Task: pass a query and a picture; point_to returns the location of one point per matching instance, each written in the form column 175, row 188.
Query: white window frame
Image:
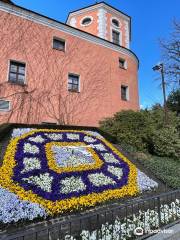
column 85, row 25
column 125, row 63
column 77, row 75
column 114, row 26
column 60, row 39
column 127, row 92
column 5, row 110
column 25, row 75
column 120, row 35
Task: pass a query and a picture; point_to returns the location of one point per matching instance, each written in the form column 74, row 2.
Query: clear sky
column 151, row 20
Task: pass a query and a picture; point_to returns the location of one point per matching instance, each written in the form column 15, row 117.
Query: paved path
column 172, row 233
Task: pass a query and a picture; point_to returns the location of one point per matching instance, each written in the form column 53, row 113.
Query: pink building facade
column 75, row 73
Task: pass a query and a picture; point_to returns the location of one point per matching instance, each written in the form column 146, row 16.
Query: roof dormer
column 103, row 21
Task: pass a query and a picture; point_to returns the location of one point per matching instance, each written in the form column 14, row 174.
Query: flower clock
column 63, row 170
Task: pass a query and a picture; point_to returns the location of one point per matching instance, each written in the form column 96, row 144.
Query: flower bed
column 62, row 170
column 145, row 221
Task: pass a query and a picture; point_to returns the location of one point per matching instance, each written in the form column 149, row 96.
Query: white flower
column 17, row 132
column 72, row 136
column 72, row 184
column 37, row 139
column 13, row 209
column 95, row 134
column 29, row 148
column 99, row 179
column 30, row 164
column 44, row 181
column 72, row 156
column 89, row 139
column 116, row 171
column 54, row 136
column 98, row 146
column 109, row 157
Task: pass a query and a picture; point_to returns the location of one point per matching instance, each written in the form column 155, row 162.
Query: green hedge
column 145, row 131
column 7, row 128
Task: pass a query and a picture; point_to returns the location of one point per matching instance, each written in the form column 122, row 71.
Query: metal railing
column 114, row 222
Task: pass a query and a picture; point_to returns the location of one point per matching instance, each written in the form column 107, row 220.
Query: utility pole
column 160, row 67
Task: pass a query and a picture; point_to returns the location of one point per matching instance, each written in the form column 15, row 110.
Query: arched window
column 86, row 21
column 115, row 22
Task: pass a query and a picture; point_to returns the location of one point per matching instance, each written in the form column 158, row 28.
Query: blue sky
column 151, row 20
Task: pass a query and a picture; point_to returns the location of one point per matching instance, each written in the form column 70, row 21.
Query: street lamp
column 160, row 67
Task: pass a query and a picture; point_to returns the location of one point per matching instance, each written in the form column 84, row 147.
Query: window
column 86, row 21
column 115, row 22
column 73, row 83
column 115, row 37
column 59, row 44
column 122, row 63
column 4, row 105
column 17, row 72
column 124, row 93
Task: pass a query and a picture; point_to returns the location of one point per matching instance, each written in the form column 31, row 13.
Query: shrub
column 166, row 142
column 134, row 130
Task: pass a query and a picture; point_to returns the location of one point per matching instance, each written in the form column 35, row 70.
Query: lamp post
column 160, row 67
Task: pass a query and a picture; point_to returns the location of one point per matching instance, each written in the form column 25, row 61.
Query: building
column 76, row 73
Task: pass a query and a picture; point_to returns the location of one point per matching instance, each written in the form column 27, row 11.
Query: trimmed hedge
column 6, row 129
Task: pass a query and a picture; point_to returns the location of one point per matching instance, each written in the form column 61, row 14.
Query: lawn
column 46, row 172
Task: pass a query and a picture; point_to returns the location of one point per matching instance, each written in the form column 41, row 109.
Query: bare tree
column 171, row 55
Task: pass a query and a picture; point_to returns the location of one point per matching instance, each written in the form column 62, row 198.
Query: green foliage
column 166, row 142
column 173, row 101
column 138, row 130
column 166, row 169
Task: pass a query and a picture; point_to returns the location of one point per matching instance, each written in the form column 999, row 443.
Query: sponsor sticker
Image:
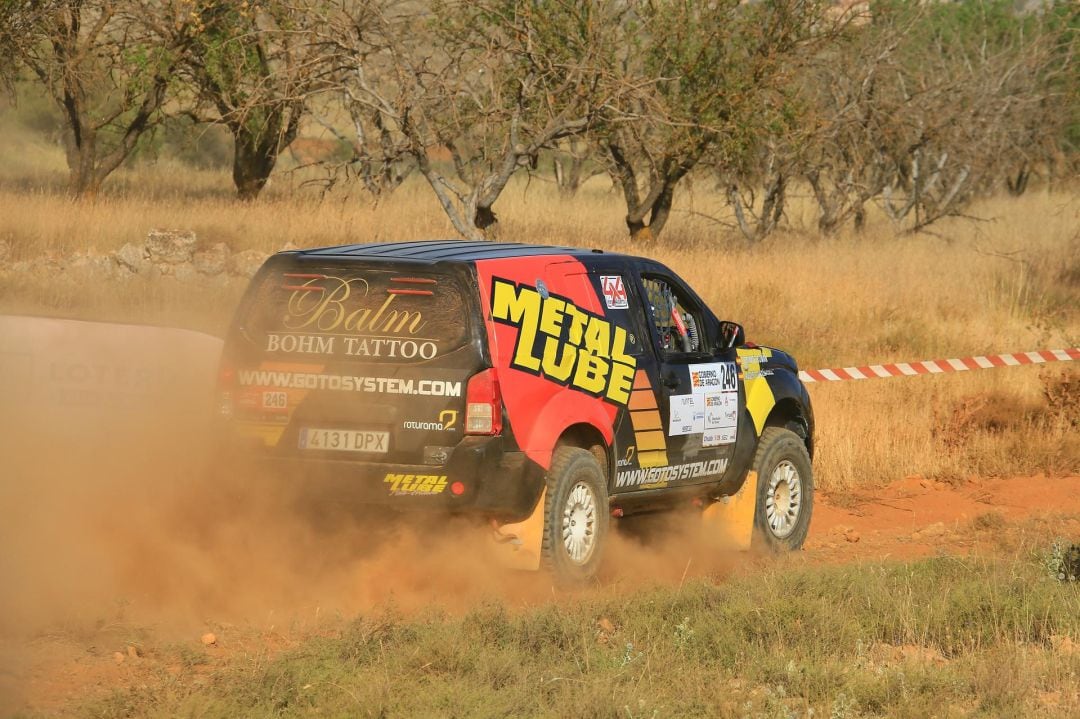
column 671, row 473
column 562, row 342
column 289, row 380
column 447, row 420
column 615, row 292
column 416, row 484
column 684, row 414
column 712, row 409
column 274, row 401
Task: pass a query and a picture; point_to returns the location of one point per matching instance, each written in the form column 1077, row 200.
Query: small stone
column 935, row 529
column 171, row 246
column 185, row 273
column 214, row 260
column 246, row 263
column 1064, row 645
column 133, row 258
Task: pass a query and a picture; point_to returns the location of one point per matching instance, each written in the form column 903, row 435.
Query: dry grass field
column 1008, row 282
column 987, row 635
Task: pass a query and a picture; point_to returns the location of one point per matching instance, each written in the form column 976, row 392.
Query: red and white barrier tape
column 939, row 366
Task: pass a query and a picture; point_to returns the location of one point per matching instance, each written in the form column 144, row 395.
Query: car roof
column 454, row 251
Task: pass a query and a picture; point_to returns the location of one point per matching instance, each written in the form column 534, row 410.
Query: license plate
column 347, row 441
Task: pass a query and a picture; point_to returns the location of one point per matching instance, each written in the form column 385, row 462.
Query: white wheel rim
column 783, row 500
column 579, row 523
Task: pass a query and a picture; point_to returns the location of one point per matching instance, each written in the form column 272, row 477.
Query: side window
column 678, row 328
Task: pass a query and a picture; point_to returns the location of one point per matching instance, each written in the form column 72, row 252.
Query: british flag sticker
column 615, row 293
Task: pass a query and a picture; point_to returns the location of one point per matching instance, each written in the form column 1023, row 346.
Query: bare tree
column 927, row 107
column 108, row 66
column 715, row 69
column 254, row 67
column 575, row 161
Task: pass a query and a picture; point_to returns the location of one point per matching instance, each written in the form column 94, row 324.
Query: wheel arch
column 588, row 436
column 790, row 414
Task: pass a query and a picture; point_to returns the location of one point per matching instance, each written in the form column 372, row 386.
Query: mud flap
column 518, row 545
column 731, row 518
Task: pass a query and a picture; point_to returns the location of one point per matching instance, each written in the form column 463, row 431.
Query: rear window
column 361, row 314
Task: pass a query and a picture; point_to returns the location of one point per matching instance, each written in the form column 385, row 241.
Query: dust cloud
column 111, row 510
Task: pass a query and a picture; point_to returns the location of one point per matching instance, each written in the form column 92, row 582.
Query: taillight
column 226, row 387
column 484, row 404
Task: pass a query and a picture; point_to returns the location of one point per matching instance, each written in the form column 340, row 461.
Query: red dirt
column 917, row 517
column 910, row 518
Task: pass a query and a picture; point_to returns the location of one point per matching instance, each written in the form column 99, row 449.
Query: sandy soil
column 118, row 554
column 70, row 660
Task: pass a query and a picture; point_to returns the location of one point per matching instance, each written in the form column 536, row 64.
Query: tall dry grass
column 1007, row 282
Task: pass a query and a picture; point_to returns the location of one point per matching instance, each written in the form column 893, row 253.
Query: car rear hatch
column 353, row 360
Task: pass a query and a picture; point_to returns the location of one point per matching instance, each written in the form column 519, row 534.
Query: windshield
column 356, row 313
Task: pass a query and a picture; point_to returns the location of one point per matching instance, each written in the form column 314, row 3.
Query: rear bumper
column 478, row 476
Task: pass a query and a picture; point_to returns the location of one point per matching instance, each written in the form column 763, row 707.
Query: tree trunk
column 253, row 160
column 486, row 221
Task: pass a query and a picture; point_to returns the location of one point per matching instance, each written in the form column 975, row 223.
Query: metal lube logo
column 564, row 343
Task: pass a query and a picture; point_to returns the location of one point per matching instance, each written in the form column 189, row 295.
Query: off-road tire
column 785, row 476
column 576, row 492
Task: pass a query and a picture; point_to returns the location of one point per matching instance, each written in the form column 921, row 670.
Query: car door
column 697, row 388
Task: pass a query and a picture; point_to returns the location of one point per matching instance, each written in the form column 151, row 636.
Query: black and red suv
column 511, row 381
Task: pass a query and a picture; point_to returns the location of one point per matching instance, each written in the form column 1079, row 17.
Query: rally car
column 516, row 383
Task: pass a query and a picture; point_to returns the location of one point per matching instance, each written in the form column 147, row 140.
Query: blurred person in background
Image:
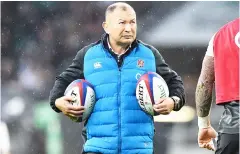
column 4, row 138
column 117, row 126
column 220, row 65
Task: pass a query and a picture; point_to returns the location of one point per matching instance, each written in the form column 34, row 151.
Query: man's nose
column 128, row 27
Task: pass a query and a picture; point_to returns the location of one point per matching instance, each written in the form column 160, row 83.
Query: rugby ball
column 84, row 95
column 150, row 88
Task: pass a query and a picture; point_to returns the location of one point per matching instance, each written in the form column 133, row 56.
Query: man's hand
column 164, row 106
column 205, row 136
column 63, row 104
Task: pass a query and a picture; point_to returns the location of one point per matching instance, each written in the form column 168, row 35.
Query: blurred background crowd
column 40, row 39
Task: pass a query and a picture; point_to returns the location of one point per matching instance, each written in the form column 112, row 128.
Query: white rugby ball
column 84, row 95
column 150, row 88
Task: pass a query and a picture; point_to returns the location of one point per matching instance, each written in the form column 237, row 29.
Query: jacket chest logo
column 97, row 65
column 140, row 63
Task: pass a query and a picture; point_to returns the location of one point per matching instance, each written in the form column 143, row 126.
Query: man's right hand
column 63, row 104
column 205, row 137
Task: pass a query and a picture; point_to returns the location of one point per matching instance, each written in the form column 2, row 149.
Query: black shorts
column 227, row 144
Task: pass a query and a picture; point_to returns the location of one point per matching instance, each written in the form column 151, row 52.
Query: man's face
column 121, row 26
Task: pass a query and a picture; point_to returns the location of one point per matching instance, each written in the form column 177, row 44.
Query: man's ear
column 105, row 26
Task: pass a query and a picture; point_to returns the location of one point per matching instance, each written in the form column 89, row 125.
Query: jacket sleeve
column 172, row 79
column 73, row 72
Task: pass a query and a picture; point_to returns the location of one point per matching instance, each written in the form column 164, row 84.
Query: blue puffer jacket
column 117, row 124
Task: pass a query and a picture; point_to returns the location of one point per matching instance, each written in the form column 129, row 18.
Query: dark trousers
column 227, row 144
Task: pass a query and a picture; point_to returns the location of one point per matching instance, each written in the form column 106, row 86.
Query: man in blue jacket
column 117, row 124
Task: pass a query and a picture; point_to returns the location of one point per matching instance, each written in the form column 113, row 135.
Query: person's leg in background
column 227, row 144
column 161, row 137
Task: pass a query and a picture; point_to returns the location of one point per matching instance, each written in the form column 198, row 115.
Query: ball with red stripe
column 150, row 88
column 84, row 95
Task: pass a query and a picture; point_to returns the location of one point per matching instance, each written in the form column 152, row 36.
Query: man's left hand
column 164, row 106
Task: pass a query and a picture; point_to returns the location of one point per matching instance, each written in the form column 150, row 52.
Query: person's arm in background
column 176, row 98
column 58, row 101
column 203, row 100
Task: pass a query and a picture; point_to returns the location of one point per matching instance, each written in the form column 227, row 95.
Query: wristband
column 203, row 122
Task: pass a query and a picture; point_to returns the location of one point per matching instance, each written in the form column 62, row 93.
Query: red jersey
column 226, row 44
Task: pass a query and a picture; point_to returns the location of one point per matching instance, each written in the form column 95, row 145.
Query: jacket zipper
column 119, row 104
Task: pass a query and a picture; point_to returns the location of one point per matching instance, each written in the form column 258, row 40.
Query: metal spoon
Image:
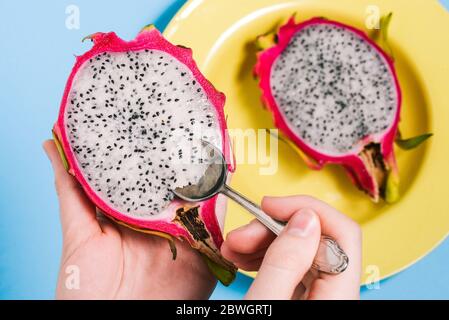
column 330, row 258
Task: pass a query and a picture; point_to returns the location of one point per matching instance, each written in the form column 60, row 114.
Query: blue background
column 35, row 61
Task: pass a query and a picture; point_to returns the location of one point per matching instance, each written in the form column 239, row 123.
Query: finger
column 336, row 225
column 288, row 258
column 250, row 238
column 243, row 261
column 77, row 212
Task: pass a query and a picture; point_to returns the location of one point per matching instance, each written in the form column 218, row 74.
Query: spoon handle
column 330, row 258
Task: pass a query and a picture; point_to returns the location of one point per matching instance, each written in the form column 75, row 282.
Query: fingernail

*Task objective*:
Among the records above, a stretch begins at the line containing "893, row 253." and ends at the line containing "519, row 534.". Restate that stretch word for word, and nothing else.

*Solved problem*:
Task: pass a query and a picture; point_to returns the location of one point per matching instance, each written in the form column 893, row 253.
Query: car rear hatch
column 353, row 360
Task: pass a query and a picture; point_to returns the location of one point per matching instance, each written in the form column 519, row 534.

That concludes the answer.